(OBJECTIVE): Starting at the first of the rows below and ending at the line containing "[0,362,1288,738]", rescale every bounding-box coordinate by 2.05, rounding to whole numbers with halves going up, and reproduce all of those lines, requests included. Leave the pictures out of your answer.

(Rows from a dataset):
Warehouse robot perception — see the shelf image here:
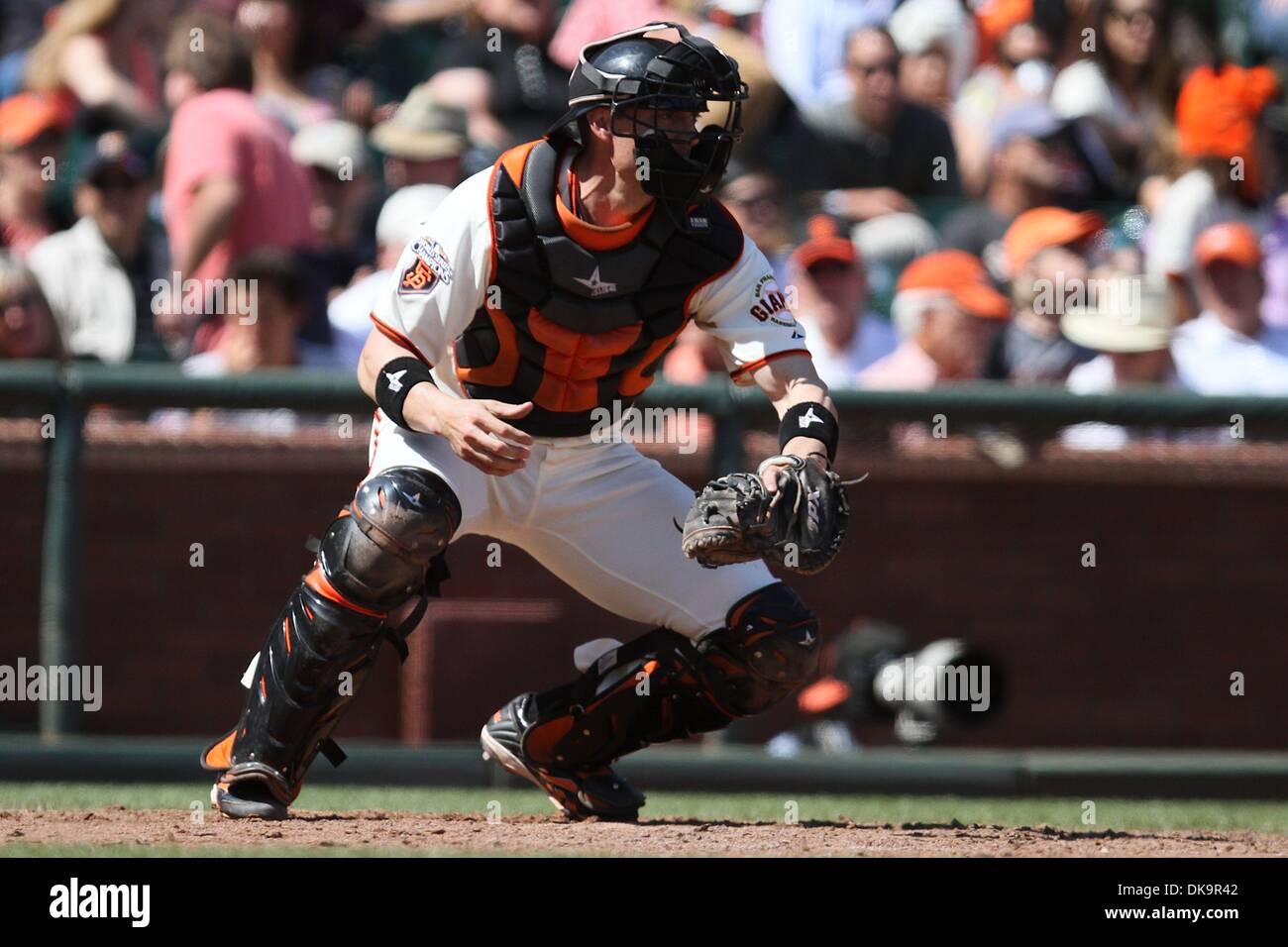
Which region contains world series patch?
[398,237,452,295]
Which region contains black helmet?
[548,23,747,220]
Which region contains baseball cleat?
[210,780,288,821]
[480,693,644,822]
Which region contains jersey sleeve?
[691,236,808,385]
[371,168,492,368]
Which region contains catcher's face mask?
[551,23,747,226]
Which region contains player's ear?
[587,106,613,142]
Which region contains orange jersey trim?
[729,349,808,378]
[371,313,434,368]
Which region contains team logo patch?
[747,273,796,329]
[574,266,617,299]
[398,237,454,296]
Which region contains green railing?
[0,362,1288,738]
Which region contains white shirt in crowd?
[800,313,899,388]
[27,217,136,364]
[1172,312,1288,394]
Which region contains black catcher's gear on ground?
[201,467,461,818]
[549,22,747,226]
[483,582,819,817]
[480,693,644,822]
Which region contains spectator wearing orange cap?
[1060,284,1184,451]
[952,0,1055,196]
[984,207,1104,384]
[1145,65,1278,314]
[0,93,65,258]
[859,250,1012,390]
[789,215,898,388]
[1172,223,1288,394]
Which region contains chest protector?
[454,141,743,437]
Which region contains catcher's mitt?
[680,455,850,575]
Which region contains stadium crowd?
[0,0,1288,409]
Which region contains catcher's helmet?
[548,22,747,222]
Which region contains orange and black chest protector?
[454,141,743,437]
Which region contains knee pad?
[202,468,461,802]
[318,467,461,612]
[697,582,819,716]
[523,582,819,767]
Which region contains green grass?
[0,783,1288,834]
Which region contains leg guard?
[523,582,819,768]
[201,467,461,802]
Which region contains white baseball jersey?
[369,156,807,639]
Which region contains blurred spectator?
[370,82,469,191]
[984,207,1104,384]
[0,93,63,258]
[291,119,373,264]
[429,0,569,152]
[762,0,896,111]
[327,184,451,368]
[159,12,313,352]
[27,0,176,126]
[796,29,960,220]
[859,250,1012,390]
[1060,283,1181,451]
[789,215,899,388]
[720,166,790,286]
[1145,65,1279,313]
[0,0,58,99]
[1172,223,1288,394]
[939,102,1076,274]
[550,0,783,154]
[0,252,64,361]
[237,0,335,132]
[1051,0,1176,191]
[952,0,1055,194]
[27,132,166,362]
[889,0,978,117]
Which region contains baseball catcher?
[202,23,847,819]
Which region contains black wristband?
[778,401,841,464]
[376,356,434,430]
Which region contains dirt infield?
[0,806,1288,857]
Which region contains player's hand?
[422,396,532,476]
[760,437,827,493]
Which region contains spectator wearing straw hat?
[1060,284,1184,450]
[859,250,1012,390]
[1172,223,1288,394]
[789,215,898,388]
[1145,64,1279,303]
[369,84,469,191]
[27,130,168,364]
[986,207,1104,384]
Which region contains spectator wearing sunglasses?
[794,27,960,220]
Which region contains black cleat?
[210,780,290,821]
[480,693,644,822]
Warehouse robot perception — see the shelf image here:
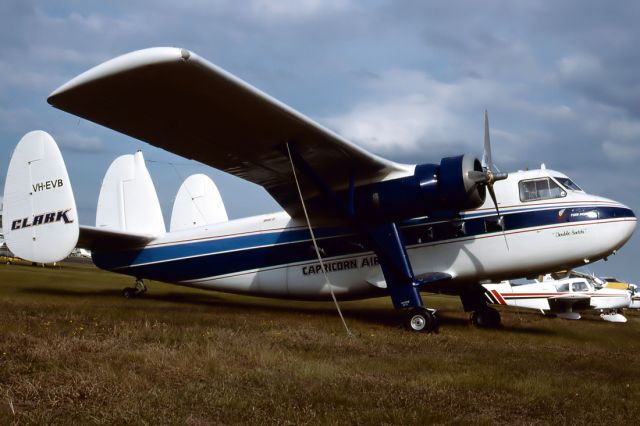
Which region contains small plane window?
[518,178,567,201]
[571,281,589,291]
[555,177,584,192]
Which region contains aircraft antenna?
[285,142,353,337]
[145,160,207,223]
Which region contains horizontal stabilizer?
[556,312,582,320]
[600,314,627,323]
[78,225,155,252]
[3,130,79,263]
[96,151,165,235]
[169,174,229,232]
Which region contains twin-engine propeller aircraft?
[483,275,632,322]
[4,48,636,331]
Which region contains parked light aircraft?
[5,48,636,331]
[483,275,632,322]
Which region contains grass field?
[0,265,640,425]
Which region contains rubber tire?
[122,287,137,299]
[471,307,502,328]
[404,308,440,333]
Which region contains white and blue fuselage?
[93,169,636,300]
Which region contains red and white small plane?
[483,275,632,322]
[4,48,636,331]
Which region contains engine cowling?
[354,155,486,221]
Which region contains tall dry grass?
[0,265,640,425]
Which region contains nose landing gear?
[122,279,147,299]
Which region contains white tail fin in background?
[96,151,166,236]
[3,130,79,263]
[169,174,229,232]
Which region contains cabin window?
[571,281,589,291]
[554,176,584,192]
[518,177,567,201]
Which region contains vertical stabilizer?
[169,174,229,232]
[96,151,166,236]
[2,130,79,263]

(THE RESULT):
Warehouse robot perception — see the shelf image here:
Which region contains world series patch?
[816,486,927,605]
Which region contains black helmet?
[1123,47,1531,451]
Which region contains baseball cleat?
[431,1599,590,1683]
[984,1421,1320,1685]
Which region contains jersey sleeve?
[1417,484,1656,789]
[761,344,1009,754]
Which region contains catcher's face mask?
[1130,47,1531,463]
Which region contains player's ear?
[1203,217,1257,291]
Which region contains orange jersey trim?
[1494,715,1656,775]
[761,642,890,754]
Which region contains team logo patch?
[1531,560,1632,674]
[1177,545,1265,613]
[816,486,931,607]
Which region contains green railing?
[0,742,2640,1513]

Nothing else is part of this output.